Start of Block

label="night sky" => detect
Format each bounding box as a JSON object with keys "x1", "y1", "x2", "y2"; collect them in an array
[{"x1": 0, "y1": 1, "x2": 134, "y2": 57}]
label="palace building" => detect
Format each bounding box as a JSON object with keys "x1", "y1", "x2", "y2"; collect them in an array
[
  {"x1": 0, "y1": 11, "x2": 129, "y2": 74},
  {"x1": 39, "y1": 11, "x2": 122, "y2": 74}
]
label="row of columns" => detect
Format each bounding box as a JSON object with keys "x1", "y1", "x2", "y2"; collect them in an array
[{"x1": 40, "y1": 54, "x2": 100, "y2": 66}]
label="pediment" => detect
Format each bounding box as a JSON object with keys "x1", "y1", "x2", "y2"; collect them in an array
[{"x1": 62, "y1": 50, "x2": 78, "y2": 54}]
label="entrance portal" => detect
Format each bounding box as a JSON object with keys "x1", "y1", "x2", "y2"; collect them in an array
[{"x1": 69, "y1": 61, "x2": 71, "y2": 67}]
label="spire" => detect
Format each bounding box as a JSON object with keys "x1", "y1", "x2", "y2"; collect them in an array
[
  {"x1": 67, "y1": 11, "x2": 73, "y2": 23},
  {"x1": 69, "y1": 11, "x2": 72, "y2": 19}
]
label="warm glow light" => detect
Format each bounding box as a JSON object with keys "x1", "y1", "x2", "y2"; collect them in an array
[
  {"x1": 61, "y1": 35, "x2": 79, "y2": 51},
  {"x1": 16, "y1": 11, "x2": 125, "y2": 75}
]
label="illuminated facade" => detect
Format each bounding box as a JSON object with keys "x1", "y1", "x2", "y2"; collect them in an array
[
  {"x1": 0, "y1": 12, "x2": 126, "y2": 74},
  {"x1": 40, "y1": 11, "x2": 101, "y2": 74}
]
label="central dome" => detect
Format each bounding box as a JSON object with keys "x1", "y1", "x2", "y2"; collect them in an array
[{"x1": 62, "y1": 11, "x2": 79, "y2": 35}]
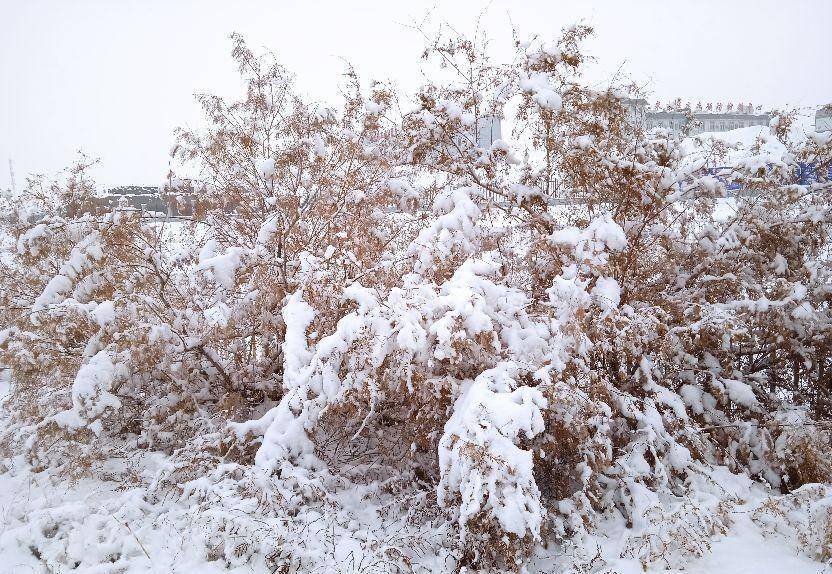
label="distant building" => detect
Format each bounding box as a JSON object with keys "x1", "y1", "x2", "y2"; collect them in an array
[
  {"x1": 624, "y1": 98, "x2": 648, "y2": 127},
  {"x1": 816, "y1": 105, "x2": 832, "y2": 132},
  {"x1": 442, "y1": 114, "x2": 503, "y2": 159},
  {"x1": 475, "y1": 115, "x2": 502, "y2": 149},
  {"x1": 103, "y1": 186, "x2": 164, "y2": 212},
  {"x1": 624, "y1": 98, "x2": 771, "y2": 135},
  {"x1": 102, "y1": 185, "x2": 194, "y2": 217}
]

End of Block
Start of Block

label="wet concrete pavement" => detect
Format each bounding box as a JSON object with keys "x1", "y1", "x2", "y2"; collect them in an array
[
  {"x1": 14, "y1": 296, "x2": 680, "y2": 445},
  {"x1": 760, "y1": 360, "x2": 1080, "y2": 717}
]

End of Block

Work request: Scan the data for the string "detect" and copy each line in which it occurs.

Result of the exercise:
label="night sky" => detect
label="palace building" => detect
label="row of columns" => detect
label="pediment" => detect
label="entrance portal" => detect
label="spire" => detect
label="warm glow light" => detect
label="illuminated facade" => detect
label="central dome" => detect
label="distant building" => detect
label="wet concrete pavement" => detect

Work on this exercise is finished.